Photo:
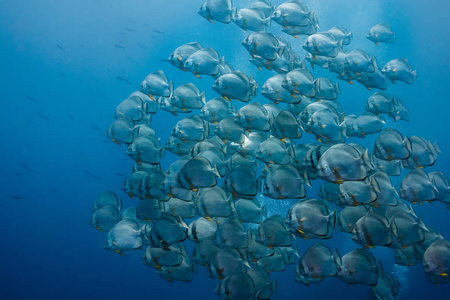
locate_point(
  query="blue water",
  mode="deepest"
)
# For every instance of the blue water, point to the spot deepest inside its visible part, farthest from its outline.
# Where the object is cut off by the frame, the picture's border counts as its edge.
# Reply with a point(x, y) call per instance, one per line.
point(48, 250)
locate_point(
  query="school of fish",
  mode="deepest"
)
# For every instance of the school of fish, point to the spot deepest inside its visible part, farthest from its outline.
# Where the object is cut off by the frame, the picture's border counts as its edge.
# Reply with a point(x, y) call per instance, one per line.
point(232, 154)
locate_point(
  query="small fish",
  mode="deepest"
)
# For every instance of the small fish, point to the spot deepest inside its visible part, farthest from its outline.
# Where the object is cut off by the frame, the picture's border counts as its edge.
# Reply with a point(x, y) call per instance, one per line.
point(124, 80)
point(140, 45)
point(59, 46)
point(32, 99)
point(119, 46)
point(26, 167)
point(93, 127)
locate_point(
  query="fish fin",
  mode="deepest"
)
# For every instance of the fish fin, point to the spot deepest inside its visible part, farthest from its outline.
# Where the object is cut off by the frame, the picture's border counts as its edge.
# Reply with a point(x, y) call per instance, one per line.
point(366, 160)
point(336, 87)
point(171, 87)
point(233, 13)
point(394, 228)
point(203, 98)
point(273, 286)
point(306, 179)
point(264, 211)
point(421, 224)
point(379, 269)
point(408, 144)
point(332, 219)
point(375, 185)
point(337, 258)
point(414, 75)
point(182, 223)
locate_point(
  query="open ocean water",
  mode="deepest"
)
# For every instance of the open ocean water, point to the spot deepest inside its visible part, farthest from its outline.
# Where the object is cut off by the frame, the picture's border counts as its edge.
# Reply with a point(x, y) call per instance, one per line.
point(66, 65)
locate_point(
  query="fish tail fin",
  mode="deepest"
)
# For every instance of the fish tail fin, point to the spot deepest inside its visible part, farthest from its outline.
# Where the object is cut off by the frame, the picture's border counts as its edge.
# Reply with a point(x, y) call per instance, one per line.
point(233, 13)
point(436, 147)
point(182, 223)
point(258, 184)
point(306, 179)
point(408, 144)
point(203, 98)
point(337, 258)
point(344, 129)
point(295, 249)
point(182, 248)
point(394, 100)
point(216, 171)
point(336, 87)
point(375, 185)
point(421, 224)
point(135, 132)
point(171, 87)
point(350, 36)
point(264, 211)
point(194, 267)
point(379, 269)
point(222, 62)
point(267, 22)
point(273, 286)
point(285, 256)
point(366, 160)
point(250, 235)
point(394, 228)
point(332, 219)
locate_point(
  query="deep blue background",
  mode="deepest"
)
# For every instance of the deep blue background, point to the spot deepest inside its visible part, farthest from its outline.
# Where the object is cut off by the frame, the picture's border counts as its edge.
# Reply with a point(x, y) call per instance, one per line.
point(47, 249)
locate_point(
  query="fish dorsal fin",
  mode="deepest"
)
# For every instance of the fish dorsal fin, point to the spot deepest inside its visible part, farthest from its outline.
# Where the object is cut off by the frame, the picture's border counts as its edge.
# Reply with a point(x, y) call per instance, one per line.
point(209, 51)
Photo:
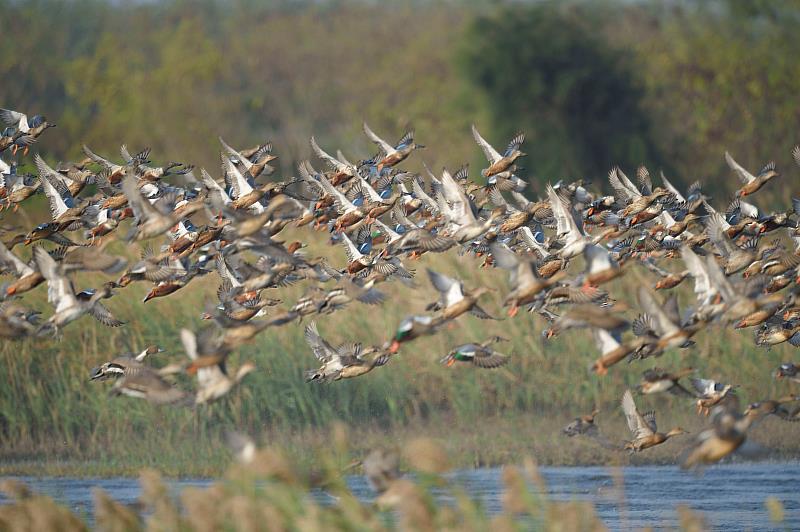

******************************

> **Problem to work on**:
In the entries from the start through the line containing "point(48, 250)", rename "blue water" to "dark water" and give those lines again with nothing else changed. Omit the pictures.

> **Full response**:
Photo:
locate_point(
  query="dark water",
  mode="deepest"
)
# For every instance of the dark water, point to the spot deepest inside its visible part, farthest from its outline.
# Where the object is cut off by the frame, the picture's border counts as its edge.
# Reply with a point(x, y) call per instance, one per line.
point(48, 250)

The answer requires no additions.